### ACTION ITEM
Return each record word for word, keeping none of its pictures.
(RECORDS SHOWN begins)
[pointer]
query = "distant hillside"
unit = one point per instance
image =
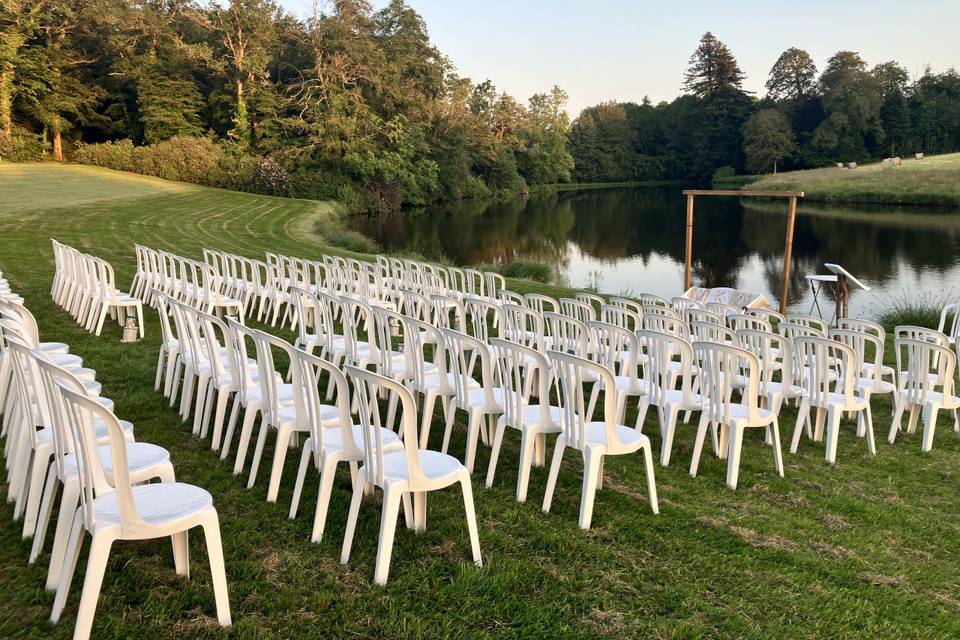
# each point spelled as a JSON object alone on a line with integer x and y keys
{"x": 935, "y": 180}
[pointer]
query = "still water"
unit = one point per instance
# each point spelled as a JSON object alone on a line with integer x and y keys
{"x": 631, "y": 240}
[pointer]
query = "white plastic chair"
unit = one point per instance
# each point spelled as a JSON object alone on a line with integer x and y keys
{"x": 333, "y": 436}
{"x": 926, "y": 381}
{"x": 517, "y": 368}
{"x": 117, "y": 510}
{"x": 594, "y": 440}
{"x": 831, "y": 371}
{"x": 414, "y": 470}
{"x": 720, "y": 365}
(RECORDS SHOWN ends)
### SOLUTION TO THE PROBLEM
[pointer]
query = "distant hillside"
unit = one point per instance
image =
# each point spelled as a JSON object alone on a line with integer x and y keys
{"x": 935, "y": 180}
[pointer]
query = "still water"
unit = one point per instance
# each point spelled as a JSON object alone on a line with integer x and y keys
{"x": 631, "y": 240}
[pointer]
query = "white plastic chair"
unit = one point per instance
# each point spelled as a JSON object alone on a line with integer x and y keys
{"x": 333, "y": 436}
{"x": 926, "y": 381}
{"x": 517, "y": 368}
{"x": 117, "y": 510}
{"x": 594, "y": 440}
{"x": 831, "y": 371}
{"x": 414, "y": 470}
{"x": 720, "y": 365}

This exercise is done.